● Records for the exercise

·····

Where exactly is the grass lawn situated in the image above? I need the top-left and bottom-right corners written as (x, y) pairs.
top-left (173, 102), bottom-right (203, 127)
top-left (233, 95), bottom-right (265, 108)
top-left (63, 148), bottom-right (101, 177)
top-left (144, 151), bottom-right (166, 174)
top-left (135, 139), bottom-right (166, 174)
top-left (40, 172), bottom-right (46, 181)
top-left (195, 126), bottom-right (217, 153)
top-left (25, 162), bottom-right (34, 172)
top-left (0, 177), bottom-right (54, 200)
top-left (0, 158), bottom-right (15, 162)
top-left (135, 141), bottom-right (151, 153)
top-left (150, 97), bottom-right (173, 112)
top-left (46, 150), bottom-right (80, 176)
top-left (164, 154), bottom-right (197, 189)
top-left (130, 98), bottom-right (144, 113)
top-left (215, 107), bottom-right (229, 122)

·····

● Exercise requirements
Put every line of the listing above into a numbered list, leaving out any blank lines.

● Response to the task
1. Where exactly is the grass lawn situated in the image above? I need the top-left and bottom-right corners written as (x, y) pairs.
2. top-left (173, 102), bottom-right (203, 127)
3. top-left (233, 95), bottom-right (265, 108)
4. top-left (63, 148), bottom-right (101, 177)
5. top-left (144, 151), bottom-right (166, 174)
6. top-left (135, 139), bottom-right (166, 174)
7. top-left (40, 172), bottom-right (46, 181)
8. top-left (195, 126), bottom-right (217, 153)
9. top-left (25, 162), bottom-right (34, 172)
10. top-left (0, 177), bottom-right (54, 200)
11. top-left (0, 158), bottom-right (15, 162)
12. top-left (135, 141), bottom-right (151, 153)
13. top-left (150, 97), bottom-right (173, 112)
14. top-left (46, 150), bottom-right (80, 176)
15. top-left (164, 154), bottom-right (197, 189)
16. top-left (130, 98), bottom-right (144, 113)
17. top-left (215, 107), bottom-right (229, 122)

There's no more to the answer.